Records for processing START

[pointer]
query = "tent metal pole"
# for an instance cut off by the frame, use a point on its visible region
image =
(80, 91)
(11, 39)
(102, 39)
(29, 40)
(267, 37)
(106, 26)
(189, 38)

Records for processing END

▶ [Activity]
Write out each record again, keeping every word as it is.

▶ [Problem solution]
[pointer]
query = "tent metal pole"
# for an instance cut off by the frame, use a point on its visible region
image =
(80, 91)
(11, 39)
(102, 39)
(29, 40)
(267, 37)
(106, 26)
(189, 38)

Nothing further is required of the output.